## 提示文章
+ + +

2016年1月1日、50年ぶりに松竹新喜劇が南座の初春公演にお目見えする。夫婦愛を描いた『えくぼ』と、勘違いが巻き起こす騒動を描いたまげもの喜劇『浪花の夢 宝の入船』の二演目を上演。久本雅美が3度目の松竹新喜劇出演を果たし、『えくぼ』では惚れたホステスが忘れられない夫(渋谷天外)に“顔を見て食事をすると飯がまずくなる”など言われながらも、健気に仕事に励む嫁、秋子を勤める。本公演でもコメディエンヌの本領発揮に期待大、「初笑い 松竹新喜劇 新春お年玉公演」に向けての意気込みを聞いた。

--今回で3回目の松竹新喜劇ご出演ですが、1回目はいかがでしたか?
 
小さいときから見ていた松竹新喜劇という歴史のある劇団は、WAHAHA本舗という劇団とは、正直、真逆の笑いですよね。なので、お話をいただいたときは、すごいプレッシャーでした。でも、お話をいただく中で、意味のないことはないんやろうなと思って飛び込ませていただいたら、まあ本当にすばらしいお芝居で。泣いて笑って、笑って泣いてという。本当に喜劇やなぁっていうことを感動させていただきました。また、皆さんものすごく温かくて、新参者の私を受け入れてくださって。もちろん台本に沿ってではありますが、私の自由な発想を受け止めてくれるんです。役柄に沿った私らしい、私の味が出るようなものに関しては、受け止めてくれはったんですね。まずそれに驚きました。
 
--では、最初から久本さんの個性も汲まれたものになっていたんでね。

正直、大阪人でありながら、昔の大阪の言葉の中には分からないものもあるんです。「これ、どういう意味ですか?」とか、「これ、どういうような言い方するんですか?」っていうくらいのところから始まるくらい。でも現代劇なら現代風に変えていいよとおっしゃっていただいて。ストーリーや役柄から外れない限りはいいよということで、1回目も、「これいいですか、あれいいですか」っていうことをほとんど受け入れていただきました。それをまたちゃんと返してくれる。さすが長年やってこられた皆さんでしたね。

+ + +

ポイント形式のアノテーションデータ
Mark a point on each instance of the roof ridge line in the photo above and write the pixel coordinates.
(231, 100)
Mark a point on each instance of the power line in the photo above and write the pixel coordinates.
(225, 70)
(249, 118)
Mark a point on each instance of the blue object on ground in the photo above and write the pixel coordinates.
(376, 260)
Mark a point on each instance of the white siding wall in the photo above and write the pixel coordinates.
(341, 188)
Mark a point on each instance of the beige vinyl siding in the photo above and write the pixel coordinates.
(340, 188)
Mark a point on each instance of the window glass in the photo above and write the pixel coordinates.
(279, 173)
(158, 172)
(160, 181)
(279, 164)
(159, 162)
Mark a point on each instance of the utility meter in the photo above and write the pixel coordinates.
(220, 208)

+ + +

## 指示事項
1. 松竹新喜劇に関する文章のうち、「小さいときから見ていた松竹新」から「--では、最初から久本さんの個性も汲まれたものになっていたんでね。」までの部分をそのまま出力してください。
2. 松竹新喜劇に関する文章の最後の一文を受けて、その先を書き継いでください。
これらのデータは別の出典から取得したものです。

## 設問別結果
1.
小さいときから見ていた松竹新喜劇という歴史のある劇団は、WAHAHA本舗という劇団とは、正直、真逆の笑いですよね。なので、お話をいただいたときは、すごいプレッシャーでした。でも、お話をいただく中で、意味のないことはないんやろうなと思って飛び込ませていただいたら、まあ本当にすばらしいお芝居で。泣いて笑って、笑って泣いてという。本当に喜劇やなぁっていうことを感動させていただきました。また、皆さんものすごく温かくて、新参者の私を受け入れてくださって。もちろん台本に沿ってではありますが、私の自由な発想を受け止めてくれるんです。役柄に沿った私らしい、私の味が出るようなものに関しては、受け止めてくれはったんですね。まずそれに驚きました。
 
--では、最初から久本さんの個性も汲まれたものになっていたんでね。

2.
 
--1回目はそんな感じで取り組まれたのですね。では、2回目はどうでしたか?
 
2回目に出演させていただいた演目は『お祭り提灯』という十八番の演目。私も『お祭り提灯』が大好きで、1回目のときに自分の出番が終わって観て帰ったくらい。最後のどんでん返し最高やなって。その『お祭り提灯』の金貸しの役だったんです。何十年も上演されてきた中で、その役は歴代男性なんですよね。女性は松竹新喜劇の長い歴史の中で私が二人目だったみたいで。それでいて前回は坂東彌十郎さんがやってはっているのを見ていたので、「いや、無理無理」と。そんな重責を担うようなことは無理やと思って胃が痛くなるくらいだったんですけど、そこはもう自分の中にないものは出ないですから、開き直って自分らしい金貸しのお銀を楽しんで演じるしかないなと。ただ、金貸しのお銀は意地悪ですけど、意地悪の中に“このおばあちゃん、お金がめちゃめちゃ好きやねんな。お金がめちゃめちゃ好きな根底には何か合ったはずや“というような、そういうチャーミングさをお届けできたらいいなという思いでお稽古もさせていたただきました。
 
--その時のお稽古場はいかがでしたか?

ああでもない、こうでもないとやりながら本番をさせていただいて。(渋谷)天外座長も稽古中に役が固まってくると、だんだんよくなったよと言っていただいて、本当に最後は楽しんでやることできました。それに、天外兄さんが「外の人が来たっていうことは、外の風に触れなあかんのやし、その人の持っているものを発揮してもらって松竹新喜劇でうまくバランスをとっていくことが大事や」って言ってくれはって、本当に嬉しかったです。
 
--それは嬉しいお言葉ですね。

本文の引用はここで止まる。